[Input]:
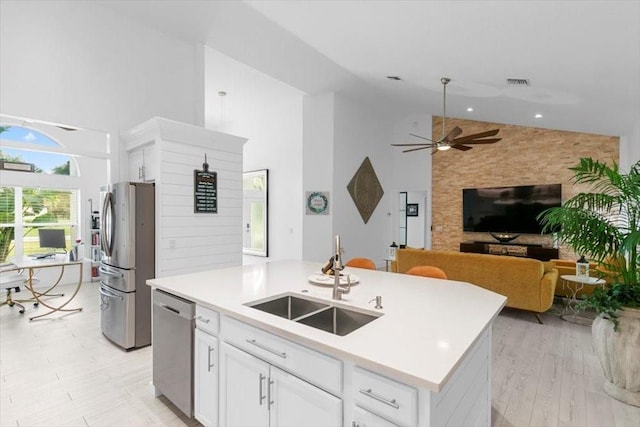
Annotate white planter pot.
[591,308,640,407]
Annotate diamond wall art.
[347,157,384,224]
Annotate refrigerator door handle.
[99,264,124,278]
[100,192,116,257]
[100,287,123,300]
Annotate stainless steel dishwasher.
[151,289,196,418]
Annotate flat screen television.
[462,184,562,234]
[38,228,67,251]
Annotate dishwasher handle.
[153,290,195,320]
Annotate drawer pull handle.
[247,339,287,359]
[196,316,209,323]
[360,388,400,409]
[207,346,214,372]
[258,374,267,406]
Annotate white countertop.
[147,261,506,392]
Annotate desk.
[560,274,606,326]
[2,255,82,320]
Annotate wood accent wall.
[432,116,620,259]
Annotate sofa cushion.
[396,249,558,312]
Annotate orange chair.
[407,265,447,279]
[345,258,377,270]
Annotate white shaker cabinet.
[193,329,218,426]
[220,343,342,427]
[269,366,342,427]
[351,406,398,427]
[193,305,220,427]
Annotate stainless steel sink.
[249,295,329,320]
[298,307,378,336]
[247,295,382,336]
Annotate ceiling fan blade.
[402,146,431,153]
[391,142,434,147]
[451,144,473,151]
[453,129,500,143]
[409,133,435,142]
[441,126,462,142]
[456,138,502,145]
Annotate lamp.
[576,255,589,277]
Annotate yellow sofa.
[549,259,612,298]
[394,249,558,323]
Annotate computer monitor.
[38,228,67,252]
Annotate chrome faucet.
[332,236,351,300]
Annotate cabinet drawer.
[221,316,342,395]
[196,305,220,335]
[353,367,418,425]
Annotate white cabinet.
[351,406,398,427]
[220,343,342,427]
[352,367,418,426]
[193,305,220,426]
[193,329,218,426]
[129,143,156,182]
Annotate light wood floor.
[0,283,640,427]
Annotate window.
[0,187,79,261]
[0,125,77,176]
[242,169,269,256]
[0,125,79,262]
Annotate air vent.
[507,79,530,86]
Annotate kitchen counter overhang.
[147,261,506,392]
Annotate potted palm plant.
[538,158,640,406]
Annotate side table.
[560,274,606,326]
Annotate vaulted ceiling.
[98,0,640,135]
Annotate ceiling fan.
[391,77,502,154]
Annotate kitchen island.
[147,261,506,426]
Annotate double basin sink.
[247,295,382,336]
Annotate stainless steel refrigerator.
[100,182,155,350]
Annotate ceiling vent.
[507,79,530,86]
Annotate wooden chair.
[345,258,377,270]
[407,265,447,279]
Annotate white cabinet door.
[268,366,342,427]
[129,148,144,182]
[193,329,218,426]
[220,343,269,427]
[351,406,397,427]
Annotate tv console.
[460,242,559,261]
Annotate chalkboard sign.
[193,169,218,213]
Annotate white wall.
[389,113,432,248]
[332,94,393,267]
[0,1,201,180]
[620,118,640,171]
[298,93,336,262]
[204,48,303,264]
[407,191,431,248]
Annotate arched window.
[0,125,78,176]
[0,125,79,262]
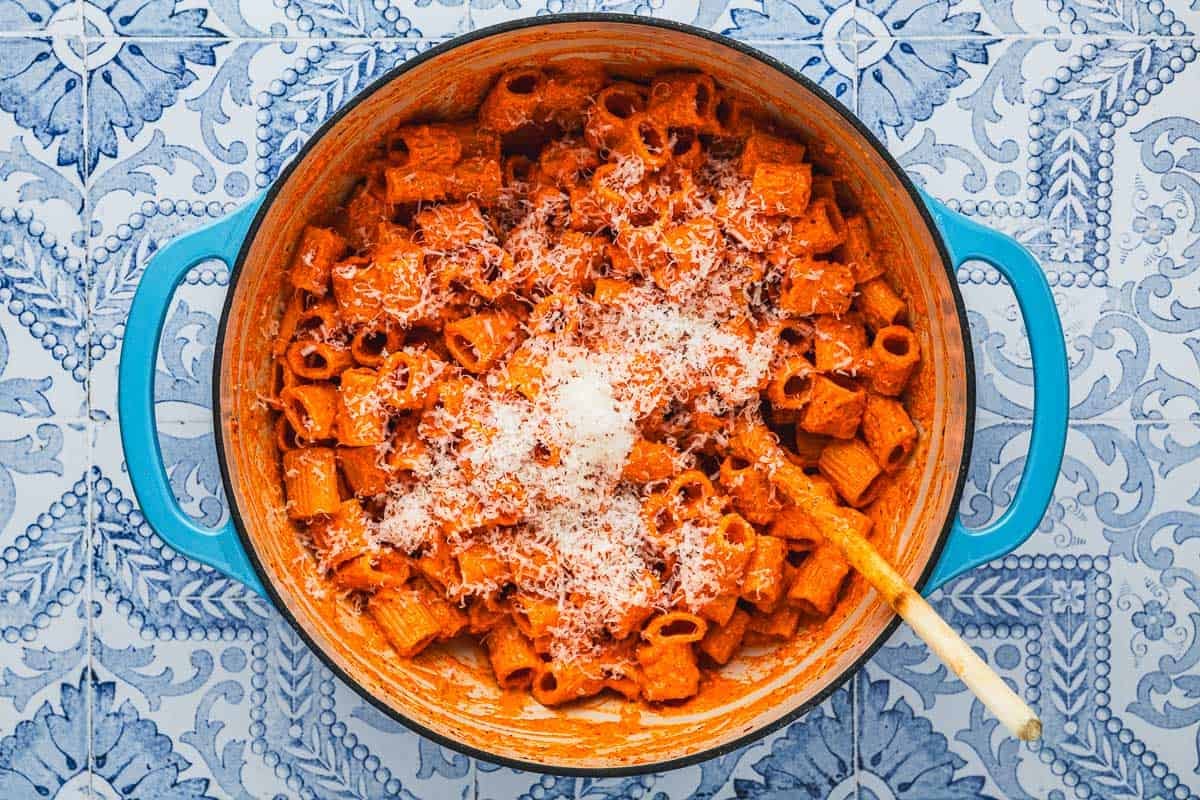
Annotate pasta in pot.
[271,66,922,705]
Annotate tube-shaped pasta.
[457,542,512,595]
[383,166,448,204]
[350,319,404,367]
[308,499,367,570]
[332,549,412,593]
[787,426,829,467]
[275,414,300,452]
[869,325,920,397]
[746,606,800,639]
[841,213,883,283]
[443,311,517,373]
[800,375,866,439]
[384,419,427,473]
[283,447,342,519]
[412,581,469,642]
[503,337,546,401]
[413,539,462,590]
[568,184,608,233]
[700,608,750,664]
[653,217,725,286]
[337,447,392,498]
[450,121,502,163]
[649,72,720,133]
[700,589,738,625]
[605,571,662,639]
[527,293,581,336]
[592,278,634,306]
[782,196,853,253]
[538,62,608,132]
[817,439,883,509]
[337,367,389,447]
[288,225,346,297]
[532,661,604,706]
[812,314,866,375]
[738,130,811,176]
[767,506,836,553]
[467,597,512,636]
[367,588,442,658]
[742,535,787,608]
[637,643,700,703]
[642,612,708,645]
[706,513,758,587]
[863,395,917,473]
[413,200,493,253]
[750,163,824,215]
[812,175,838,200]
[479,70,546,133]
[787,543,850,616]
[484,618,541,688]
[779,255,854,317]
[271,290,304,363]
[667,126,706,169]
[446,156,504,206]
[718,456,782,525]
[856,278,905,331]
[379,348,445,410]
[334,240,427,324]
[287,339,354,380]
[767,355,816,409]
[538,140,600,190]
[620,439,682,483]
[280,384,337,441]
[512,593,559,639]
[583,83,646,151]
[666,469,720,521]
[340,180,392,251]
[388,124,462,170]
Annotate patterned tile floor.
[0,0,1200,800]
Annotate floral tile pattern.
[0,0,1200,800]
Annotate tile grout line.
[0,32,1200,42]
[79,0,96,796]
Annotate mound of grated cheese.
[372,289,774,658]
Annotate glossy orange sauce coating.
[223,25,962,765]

[Goal of the exercise]: Please copy out the lines from the one containing "Annotate mound of grated cheese." through the final line above, including both, character for character.

[The answer]:
Annotate mound of grated cheese.
[372,289,774,658]
Annotate glossy orange sauce coating.
[223,25,962,765]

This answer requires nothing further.